Start SOURCE EXTRACT

I opened up an old spiraled notebook. The pages were bent, the metal spine could barely hold the pages. The lines were drooping from a minor water spill.
I had to lick the pen. The ink was so dry. The pen was cracked. My hands were covered in ink.
I loved every second of it.
Dry pen on shitty paper, nothing better. I was breaking in the lines for the first time. Weary lines that were waiting for me. Time to meet my new best friend.
It didn’t care what I said. It didn’t critique my shitty poetry. It didn’t tell my lies, my secrets, and my visions to anyone. I didn’t have it in me to share it at the time.
Little did I know those first lines would be the start of my entire life.
It was here I found myself, the beginning of my truth, the first steps of my journey.
The first few moments were awful. I thought all the years of English class might do something to improve my sentence structure, or maybe my creativity. I was wrong.
I don’t remember what the first sentence said. But, I bet it was horrible. Everything we do for the first time is the worst thing imaginable.
If I was dead at the time it would make me roll over in my grave.

End SOURCE EXTRACT
Start RECORD EXTRACTS

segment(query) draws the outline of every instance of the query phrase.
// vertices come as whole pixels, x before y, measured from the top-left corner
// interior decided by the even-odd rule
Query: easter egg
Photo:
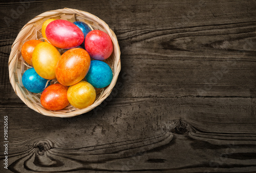
[[[113,45],[110,37],[100,30],[89,32],[86,37],[84,45],[86,51],[92,58],[103,60],[112,53]]]
[[[96,98],[95,89],[85,81],[70,86],[68,90],[68,99],[74,107],[86,108],[93,103]]]
[[[53,18],[50,18],[48,20],[46,20],[44,22],[42,25],[42,35],[44,38],[46,38],[46,27],[49,24],[50,24],[50,22],[53,21],[53,20],[55,20],[55,19]]]
[[[50,81],[38,75],[34,68],[25,71],[22,76],[22,83],[27,90],[35,93],[41,93],[50,84]]]
[[[61,49],[75,48],[84,39],[82,31],[76,25],[62,19],[49,24],[46,29],[46,35],[50,42]]]
[[[86,38],[86,36],[87,34],[88,34],[90,31],[92,31],[89,26],[83,22],[76,21],[74,22],[73,24],[76,25],[81,30],[81,31],[82,31],[84,38]]]
[[[33,66],[32,57],[33,51],[35,49],[35,47],[40,43],[42,42],[40,40],[36,39],[32,39],[28,40],[22,46],[22,55],[25,61],[26,61],[30,66]]]
[[[73,48],[65,52],[58,62],[56,77],[64,85],[76,84],[86,77],[90,69],[91,58],[87,52],[81,48]]]
[[[68,87],[60,83],[51,84],[44,90],[40,98],[41,104],[52,111],[62,110],[69,105]]]
[[[91,67],[86,76],[86,80],[94,87],[102,88],[109,85],[113,78],[112,70],[105,62],[99,60],[91,62]]]
[[[56,78],[55,70],[60,54],[57,49],[47,42],[42,42],[35,48],[32,62],[37,74],[47,79]]]

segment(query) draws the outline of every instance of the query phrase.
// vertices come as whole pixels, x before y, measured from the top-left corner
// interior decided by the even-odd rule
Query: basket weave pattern
[[[106,33],[111,38],[114,50],[111,56],[104,61],[112,69],[113,78],[111,83],[103,89],[96,89],[96,98],[94,103],[83,109],[77,109],[71,104],[58,111],[45,109],[40,102],[40,93],[32,93],[27,91],[22,84],[22,74],[31,68],[24,61],[21,49],[25,42],[31,39],[42,38],[41,29],[44,22],[49,19],[65,19],[71,22],[80,21],[88,24],[92,30],[100,30]],[[46,40],[47,41],[47,40]],[[61,53],[63,50],[58,49]],[[19,32],[12,46],[8,62],[10,81],[17,95],[31,109],[46,116],[58,117],[71,117],[87,113],[99,105],[111,93],[121,70],[120,48],[116,36],[104,21],[89,13],[70,8],[64,8],[47,11],[33,18],[26,24]],[[56,82],[53,80],[51,82]]]

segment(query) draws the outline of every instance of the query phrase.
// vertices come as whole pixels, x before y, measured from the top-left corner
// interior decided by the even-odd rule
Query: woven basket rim
[[[78,109],[73,111],[65,113],[65,112],[58,112],[57,114],[55,113],[54,111],[47,110],[45,109],[43,109],[38,105],[33,104],[31,101],[28,99],[26,95],[25,95],[24,92],[23,92],[23,89],[22,87],[18,84],[18,82],[15,81],[14,77],[14,73],[15,72],[15,64],[17,63],[18,60],[18,50],[19,46],[21,42],[23,41],[23,36],[24,35],[24,31],[27,28],[28,26],[30,26],[31,25],[34,24],[35,22],[38,21],[39,20],[42,19],[46,17],[53,17],[53,16],[59,16],[59,14],[70,14],[78,15],[80,16],[83,16],[84,17],[87,17],[88,18],[91,19],[99,24],[100,24],[103,28],[104,30],[107,32],[108,35],[111,38],[112,42],[114,46],[114,51],[113,54],[114,56],[114,70],[115,73],[113,71],[113,78],[112,81],[110,84],[104,90],[101,98],[95,100],[93,104],[83,109]],[[98,105],[99,105],[102,101],[105,100],[108,96],[111,94],[114,86],[115,86],[117,78],[121,70],[121,61],[120,61],[120,51],[119,46],[118,45],[118,42],[116,35],[114,32],[110,28],[108,24],[106,24],[103,20],[100,19],[97,16],[90,13],[88,12],[74,9],[71,8],[65,8],[63,9],[57,9],[54,10],[51,10],[45,12],[40,14],[34,17],[33,18],[29,21],[20,30],[17,37],[15,39],[13,44],[11,47],[11,53],[10,54],[9,61],[8,61],[8,68],[9,68],[9,79],[10,83],[14,90],[14,92],[16,95],[19,97],[19,98],[30,109],[34,110],[35,111],[46,116],[51,116],[51,117],[62,117],[62,118],[68,118],[72,117],[73,116],[77,116],[83,113],[87,113]],[[25,94],[26,95],[26,94]]]

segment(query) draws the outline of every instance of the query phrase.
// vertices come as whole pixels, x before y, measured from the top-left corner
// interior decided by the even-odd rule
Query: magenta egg
[[[113,50],[112,40],[109,35],[100,30],[93,30],[87,34],[84,47],[90,56],[103,60],[109,58]]]
[[[53,46],[62,49],[71,49],[81,45],[84,40],[81,30],[72,22],[55,20],[46,29],[46,38]]]

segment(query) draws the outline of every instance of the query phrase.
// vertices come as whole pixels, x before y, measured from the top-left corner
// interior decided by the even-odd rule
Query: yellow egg
[[[42,37],[44,38],[46,38],[46,27],[47,26],[47,25],[48,25],[49,24],[50,24],[50,23],[51,21],[52,21],[53,20],[55,20],[55,19],[53,19],[53,18],[50,18],[50,19],[49,19],[48,20],[46,20],[46,21],[45,21],[45,22],[44,23],[44,24],[42,24]]]
[[[56,78],[55,70],[60,54],[52,45],[47,42],[38,44],[32,54],[32,63],[36,73],[46,79]]]
[[[70,86],[68,90],[68,100],[72,106],[78,109],[88,107],[93,103],[95,98],[95,89],[85,81]]]

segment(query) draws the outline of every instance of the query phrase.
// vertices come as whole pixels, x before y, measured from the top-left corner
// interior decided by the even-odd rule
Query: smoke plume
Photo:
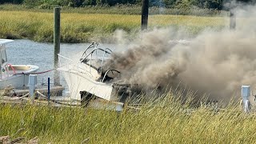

End RECORD EXTRACTS

_GIVEN EXERCISE A_
Answer these questions using the essay about the old notebook:
(i) What caused the notebook's lines to droop?
(ii) What did the writer have to do to the pen before writing?
(iii) What did the writer think years of English class might improve?
_GIVEN EXERCISE B_
For each statement, say whether it agrees with the essay about the old notebook, and quote the words that decide it.
(i) The writer remembers the first sentence written in the notebook.
(ii) The pen was cracked.
(iii) The notebook's metal spine held the pages firmly.

_WRITTEN SOLUTION A_
(i) A minor water spill.
(ii) Lick it, because the ink was so dry.
(iii) Sentence structure, or maybe creativity.

_WRITTEN SOLUTION B_
(i) No: "I don’t remember what the first sentence said."
(ii) Yes: "The pen was cracked."
(iii) No: "the metal spine could barely hold the pages."